# REQUIRED WORK
Omitting all images, transcribe the entries word for word.

◇ ◇ ◇ ◇ ◇

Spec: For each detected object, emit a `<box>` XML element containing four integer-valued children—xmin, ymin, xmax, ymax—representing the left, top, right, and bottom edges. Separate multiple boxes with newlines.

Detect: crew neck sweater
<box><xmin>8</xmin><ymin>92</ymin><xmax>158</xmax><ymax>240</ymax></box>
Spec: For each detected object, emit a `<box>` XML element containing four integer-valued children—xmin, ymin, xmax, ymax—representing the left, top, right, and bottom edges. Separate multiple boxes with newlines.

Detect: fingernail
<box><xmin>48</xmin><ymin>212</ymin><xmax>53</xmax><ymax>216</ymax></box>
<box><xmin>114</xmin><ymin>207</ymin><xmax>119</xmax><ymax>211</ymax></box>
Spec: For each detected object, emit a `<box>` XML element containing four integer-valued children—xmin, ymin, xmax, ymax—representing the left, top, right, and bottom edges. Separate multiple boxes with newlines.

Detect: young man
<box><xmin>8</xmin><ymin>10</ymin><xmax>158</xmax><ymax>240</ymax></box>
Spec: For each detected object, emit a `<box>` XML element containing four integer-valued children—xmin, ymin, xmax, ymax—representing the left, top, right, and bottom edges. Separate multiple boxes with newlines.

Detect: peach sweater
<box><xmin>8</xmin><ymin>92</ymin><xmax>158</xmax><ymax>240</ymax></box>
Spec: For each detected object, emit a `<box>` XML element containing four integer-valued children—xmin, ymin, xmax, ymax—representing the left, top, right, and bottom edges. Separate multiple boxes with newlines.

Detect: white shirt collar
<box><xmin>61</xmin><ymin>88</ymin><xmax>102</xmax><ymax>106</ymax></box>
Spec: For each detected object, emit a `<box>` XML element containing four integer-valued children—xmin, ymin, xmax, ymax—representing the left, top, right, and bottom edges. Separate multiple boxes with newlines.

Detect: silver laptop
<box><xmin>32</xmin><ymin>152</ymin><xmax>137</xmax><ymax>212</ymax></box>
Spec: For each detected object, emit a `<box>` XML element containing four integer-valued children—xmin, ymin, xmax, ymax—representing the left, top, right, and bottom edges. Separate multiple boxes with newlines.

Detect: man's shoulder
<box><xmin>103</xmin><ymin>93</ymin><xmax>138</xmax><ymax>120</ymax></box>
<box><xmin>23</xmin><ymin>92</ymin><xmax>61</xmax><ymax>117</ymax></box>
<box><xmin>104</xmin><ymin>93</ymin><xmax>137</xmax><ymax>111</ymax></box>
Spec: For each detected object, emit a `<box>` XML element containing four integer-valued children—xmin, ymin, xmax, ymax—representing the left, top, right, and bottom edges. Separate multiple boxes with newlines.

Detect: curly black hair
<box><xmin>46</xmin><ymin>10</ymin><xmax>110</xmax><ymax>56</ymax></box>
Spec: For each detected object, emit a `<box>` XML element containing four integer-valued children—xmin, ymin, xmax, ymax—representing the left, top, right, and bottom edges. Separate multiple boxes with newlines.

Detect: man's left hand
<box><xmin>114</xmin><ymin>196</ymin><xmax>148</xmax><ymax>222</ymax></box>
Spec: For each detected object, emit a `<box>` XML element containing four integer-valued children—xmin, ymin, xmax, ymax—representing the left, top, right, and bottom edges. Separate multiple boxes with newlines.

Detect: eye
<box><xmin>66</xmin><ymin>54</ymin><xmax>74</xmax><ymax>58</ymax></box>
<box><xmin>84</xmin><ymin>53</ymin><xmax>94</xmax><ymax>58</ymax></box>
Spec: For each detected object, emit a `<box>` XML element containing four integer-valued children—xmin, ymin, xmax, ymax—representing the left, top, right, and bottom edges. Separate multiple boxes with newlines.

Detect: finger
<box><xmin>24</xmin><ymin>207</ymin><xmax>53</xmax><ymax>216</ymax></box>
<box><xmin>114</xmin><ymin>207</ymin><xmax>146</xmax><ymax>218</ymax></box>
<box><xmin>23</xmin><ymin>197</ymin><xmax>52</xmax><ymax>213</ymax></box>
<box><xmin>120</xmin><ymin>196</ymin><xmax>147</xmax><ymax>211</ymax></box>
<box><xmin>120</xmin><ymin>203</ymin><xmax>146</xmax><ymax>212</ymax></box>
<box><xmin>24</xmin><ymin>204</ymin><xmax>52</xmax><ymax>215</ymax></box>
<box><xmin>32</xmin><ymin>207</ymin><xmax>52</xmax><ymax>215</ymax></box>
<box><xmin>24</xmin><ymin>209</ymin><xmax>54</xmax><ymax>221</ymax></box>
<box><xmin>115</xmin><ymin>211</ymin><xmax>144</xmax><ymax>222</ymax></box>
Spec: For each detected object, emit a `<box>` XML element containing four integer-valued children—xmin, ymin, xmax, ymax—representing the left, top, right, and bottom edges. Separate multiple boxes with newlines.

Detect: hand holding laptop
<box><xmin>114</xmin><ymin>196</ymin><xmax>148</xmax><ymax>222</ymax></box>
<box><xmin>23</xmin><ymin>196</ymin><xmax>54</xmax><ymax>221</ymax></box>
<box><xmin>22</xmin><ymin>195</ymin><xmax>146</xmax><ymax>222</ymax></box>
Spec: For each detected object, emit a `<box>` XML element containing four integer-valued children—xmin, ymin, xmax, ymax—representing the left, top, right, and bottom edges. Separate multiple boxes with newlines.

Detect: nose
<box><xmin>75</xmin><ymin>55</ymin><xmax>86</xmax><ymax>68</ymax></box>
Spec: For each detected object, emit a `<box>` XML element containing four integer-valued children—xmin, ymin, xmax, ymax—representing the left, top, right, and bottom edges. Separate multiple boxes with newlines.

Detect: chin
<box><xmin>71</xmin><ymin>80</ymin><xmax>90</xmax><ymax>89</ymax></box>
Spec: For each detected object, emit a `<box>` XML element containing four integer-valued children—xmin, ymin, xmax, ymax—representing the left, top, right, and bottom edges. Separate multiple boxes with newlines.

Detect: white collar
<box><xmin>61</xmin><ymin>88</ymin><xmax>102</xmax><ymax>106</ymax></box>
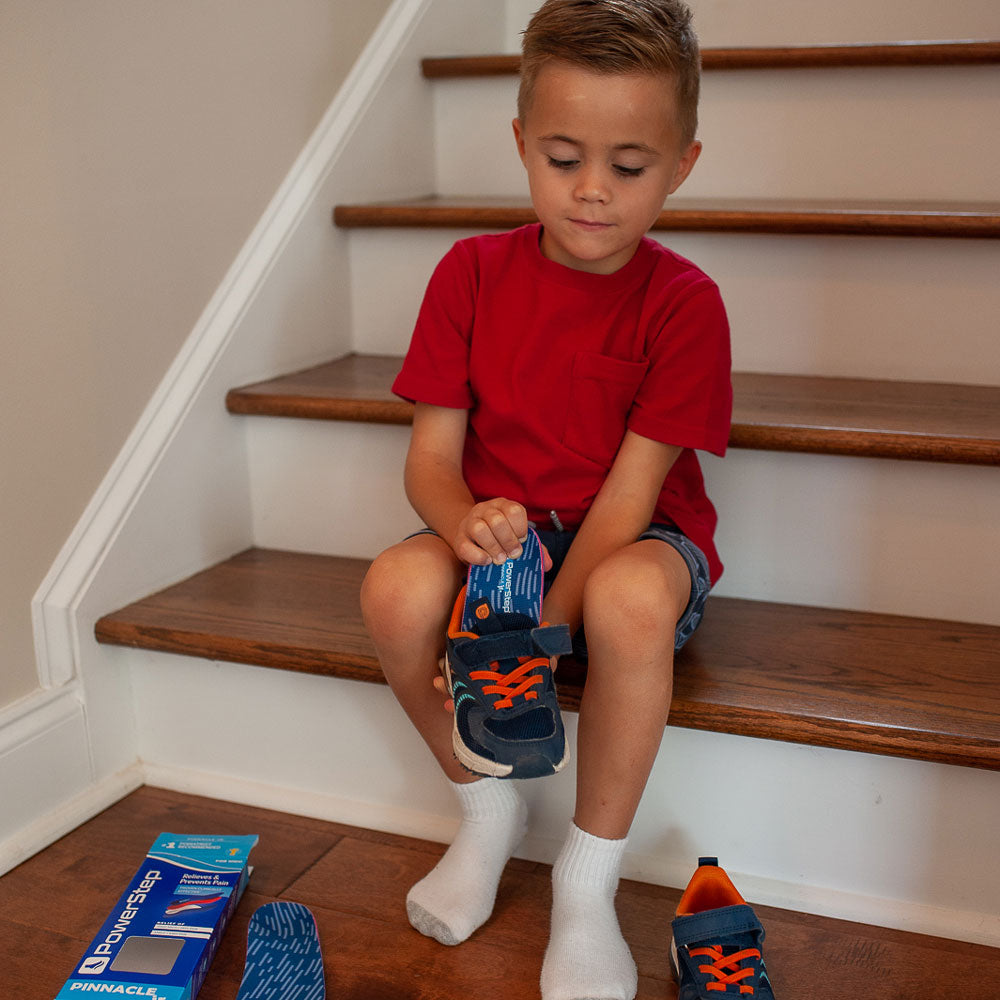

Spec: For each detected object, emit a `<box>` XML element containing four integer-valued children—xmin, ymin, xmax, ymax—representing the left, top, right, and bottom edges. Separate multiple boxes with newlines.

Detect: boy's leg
<box><xmin>361</xmin><ymin>532</ymin><xmax>467</xmax><ymax>782</ymax></box>
<box><xmin>360</xmin><ymin>534</ymin><xmax>528</xmax><ymax>945</ymax></box>
<box><xmin>574</xmin><ymin>538</ymin><xmax>690</xmax><ymax>839</ymax></box>
<box><xmin>542</xmin><ymin>539</ymin><xmax>690</xmax><ymax>1000</ymax></box>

◇ ◇ ◇ ◇ ◇

# TASK RESULT
Spec: For each detected object, emit a `<box>` XML element containing four integer-valued children—xmin, ymin, xmax, ymax—representing the left, top, right, and bottom edges. Separate multiple boxes with newlines.

Detect: crew neck sweater
<box><xmin>8</xmin><ymin>92</ymin><xmax>158</xmax><ymax>240</ymax></box>
Spec: For each detected object, emit a `<box>` XML element containing four integer-valued children—xmin, ymin, xmax, ymax—representing the left, top, right, and bottom edges. Separate multiple boxes with newlines.

Detect: fingernail
<box><xmin>48</xmin><ymin>212</ymin><xmax>53</xmax><ymax>216</ymax></box>
<box><xmin>114</xmin><ymin>207</ymin><xmax>119</xmax><ymax>211</ymax></box>
Spec: For each detected object, emit a `<box>` XML element containing four integer-valued children—xmin, ymin, xmax, ymax—representing the left, top, right, and bottom edges. Separate multiple boxes with newlines.

Detect: young man
<box><xmin>8</xmin><ymin>10</ymin><xmax>158</xmax><ymax>240</ymax></box>
Spec: For each detected object, emit a `<box>` XML element containing four integer-valued children—xmin, ymin, xmax, ymax—representing the left, top, right, and bottom edges. Separate multiple boxes with newlines.

Detect: peach sweater
<box><xmin>8</xmin><ymin>92</ymin><xmax>158</xmax><ymax>240</ymax></box>
Spec: For each detected object, emit a `<box>` XML element containing four integer-valued children—xmin, ymin, xmax, ymax—representing the left, top, right, and bottom edges. Separate multiple boxes with newlines.

Detect: white shirt collar
<box><xmin>61</xmin><ymin>88</ymin><xmax>102</xmax><ymax>106</ymax></box>
Spec: For each detected object, emit a `<box>` XML element containing four integer-valued children—xmin, ymin, xmax, ymax—representing the left, top, right, and bottom edges. Separate multiple boxes with newlines.

Detect: silver laptop
<box><xmin>32</xmin><ymin>152</ymin><xmax>137</xmax><ymax>212</ymax></box>
Spec: For each detected object, emit a `<box>` XML element containing four integer-valued children—xmin, ymin, xmax, ymax—representing the left, top, right, and bottom edges. Separate multiple boxes with newlines.

Detect: man's shoulder
<box><xmin>103</xmin><ymin>93</ymin><xmax>138</xmax><ymax>120</ymax></box>
<box><xmin>23</xmin><ymin>92</ymin><xmax>61</xmax><ymax>117</ymax></box>
<box><xmin>104</xmin><ymin>93</ymin><xmax>137</xmax><ymax>111</ymax></box>
Spec: For each detected object, emit a `<box>` XML element containing four integer-valued children—xmin, ymin, xmax, ymax—representing the left, top, right, and bottom edges. Separate multiple boxes with newlines.

Detect: curly black hair
<box><xmin>46</xmin><ymin>10</ymin><xmax>110</xmax><ymax>56</ymax></box>
Spec: For each detected object, emit a `<box>` XML element containing four integer-valued children—xmin, ymin, xmax, ymax—representing the left, top, right, and bottom edges. Separate multiple boxes with newlines.

Detect: man's left hand
<box><xmin>114</xmin><ymin>196</ymin><xmax>148</xmax><ymax>222</ymax></box>
Spec: For each detected object, emit a `<box>` XML element containing four integer-valued children—xmin, ymin, xmax, ymax—representing the left, top, right, and bottom edges. Separate multiple boxes with newlines.

Detect: eye
<box><xmin>66</xmin><ymin>54</ymin><xmax>74</xmax><ymax>58</ymax></box>
<box><xmin>84</xmin><ymin>53</ymin><xmax>94</xmax><ymax>58</ymax></box>
Spec: For each detected object, emit a `<box>` XML element containing four integer-valued children—xmin, ymin, xmax, ymax—representing the left, top, right, and bottom edges. Separate multiple boxes with newlines.

Detect: finger
<box><xmin>24</xmin><ymin>207</ymin><xmax>53</xmax><ymax>216</ymax></box>
<box><xmin>114</xmin><ymin>207</ymin><xmax>146</xmax><ymax>218</ymax></box>
<box><xmin>23</xmin><ymin>197</ymin><xmax>52</xmax><ymax>213</ymax></box>
<box><xmin>120</xmin><ymin>196</ymin><xmax>147</xmax><ymax>211</ymax></box>
<box><xmin>120</xmin><ymin>203</ymin><xmax>146</xmax><ymax>212</ymax></box>
<box><xmin>24</xmin><ymin>204</ymin><xmax>52</xmax><ymax>215</ymax></box>
<box><xmin>32</xmin><ymin>207</ymin><xmax>52</xmax><ymax>215</ymax></box>
<box><xmin>24</xmin><ymin>209</ymin><xmax>54</xmax><ymax>221</ymax></box>
<box><xmin>115</xmin><ymin>211</ymin><xmax>144</xmax><ymax>222</ymax></box>
Spec: For each detected object, emit a `<box>` XML element containing four integer-valued children—xmin, ymin, xmax, ymax—representing the left, top, right, and bottom edges. Separate multiple boxes with newlines.

Detect: hand holding laptop
<box><xmin>114</xmin><ymin>196</ymin><xmax>148</xmax><ymax>222</ymax></box>
<box><xmin>23</xmin><ymin>196</ymin><xmax>54</xmax><ymax>221</ymax></box>
<box><xmin>22</xmin><ymin>195</ymin><xmax>146</xmax><ymax>222</ymax></box>
Spec: For each detected object, emit a `<box>` XML element containing four integer-valued children—xmin, ymin, xmax, ymax—representing the left, top, right, and bottom edges. Separate multiple boxes with newlines.

Detect: nose
<box><xmin>75</xmin><ymin>55</ymin><xmax>86</xmax><ymax>68</ymax></box>
Spec: For each detected object, emit a `<box>` XML element containing four integer-valued children—xmin, ymin, xmax, ymax—representing the left, top, right, and bottom edges. Separate multiple boxes with newlines.

Detect: chin
<box><xmin>71</xmin><ymin>80</ymin><xmax>90</xmax><ymax>89</ymax></box>
Spec: For each detected object, emit a `<box>` XML element containing four integer-valued children—xmin, ymin, xmax, ymax—representing the left, top, right, and bottom edges. Separate multiple boxes with newlines.

Detect: white collar
<box><xmin>61</xmin><ymin>88</ymin><xmax>102</xmax><ymax>106</ymax></box>

Spec: For each detected object, emit a `<box>` XML element containing four integer-valued children—xmin, ymin, xmax, ymax—representing the left, top, right, and bottom edges. Separate multiple boxes with newlines.

Detect: boy's leg
<box><xmin>361</xmin><ymin>532</ymin><xmax>467</xmax><ymax>782</ymax></box>
<box><xmin>360</xmin><ymin>534</ymin><xmax>528</xmax><ymax>945</ymax></box>
<box><xmin>574</xmin><ymin>538</ymin><xmax>690</xmax><ymax>839</ymax></box>
<box><xmin>542</xmin><ymin>539</ymin><xmax>690</xmax><ymax>1000</ymax></box>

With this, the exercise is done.